Scan the listing for the word "soil" and report every line that contains it.

============

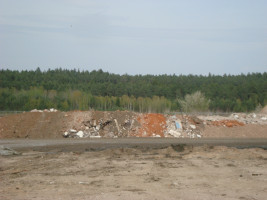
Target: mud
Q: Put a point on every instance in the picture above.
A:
(120, 124)
(177, 172)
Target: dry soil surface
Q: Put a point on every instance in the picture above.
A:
(177, 172)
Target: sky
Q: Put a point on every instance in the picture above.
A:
(135, 36)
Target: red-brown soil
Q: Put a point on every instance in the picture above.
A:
(151, 125)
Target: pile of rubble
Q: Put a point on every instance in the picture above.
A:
(130, 124)
(45, 110)
(106, 124)
(183, 126)
(96, 124)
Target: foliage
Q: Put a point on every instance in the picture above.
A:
(74, 89)
(195, 102)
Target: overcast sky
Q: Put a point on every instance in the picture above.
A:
(135, 36)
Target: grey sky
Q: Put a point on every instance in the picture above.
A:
(135, 36)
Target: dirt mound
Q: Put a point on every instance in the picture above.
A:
(32, 125)
(98, 124)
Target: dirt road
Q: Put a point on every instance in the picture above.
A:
(82, 145)
(175, 172)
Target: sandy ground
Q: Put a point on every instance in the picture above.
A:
(175, 172)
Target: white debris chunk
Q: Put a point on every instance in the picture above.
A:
(193, 126)
(95, 136)
(174, 133)
(80, 134)
(66, 134)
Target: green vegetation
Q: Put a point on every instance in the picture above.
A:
(83, 90)
(195, 102)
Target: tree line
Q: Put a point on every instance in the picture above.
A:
(82, 90)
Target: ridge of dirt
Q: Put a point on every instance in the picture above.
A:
(81, 124)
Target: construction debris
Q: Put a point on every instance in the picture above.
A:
(45, 110)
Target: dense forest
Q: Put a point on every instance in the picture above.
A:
(83, 90)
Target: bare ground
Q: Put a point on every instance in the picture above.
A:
(171, 173)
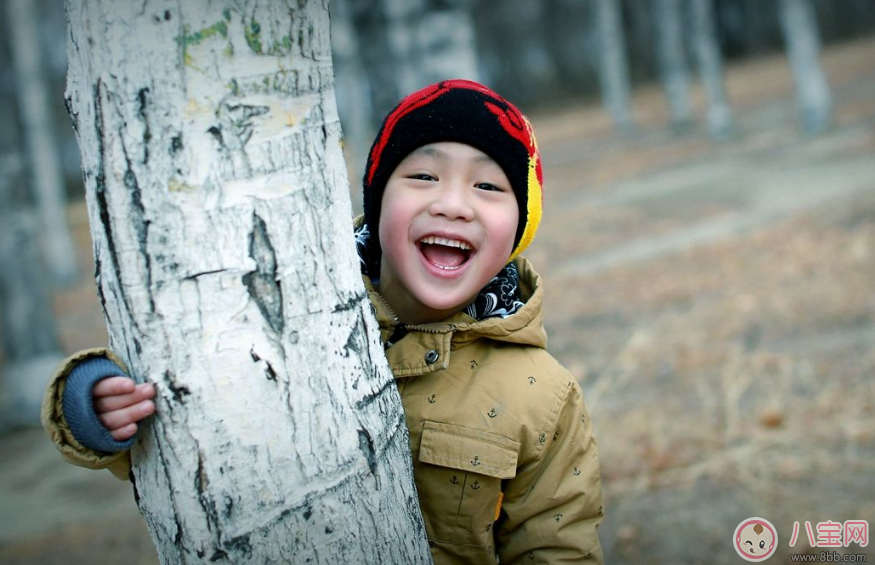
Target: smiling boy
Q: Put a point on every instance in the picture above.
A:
(505, 462)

============

■ Exercise result ■
Target: dry soil surface
Target: red-brown soil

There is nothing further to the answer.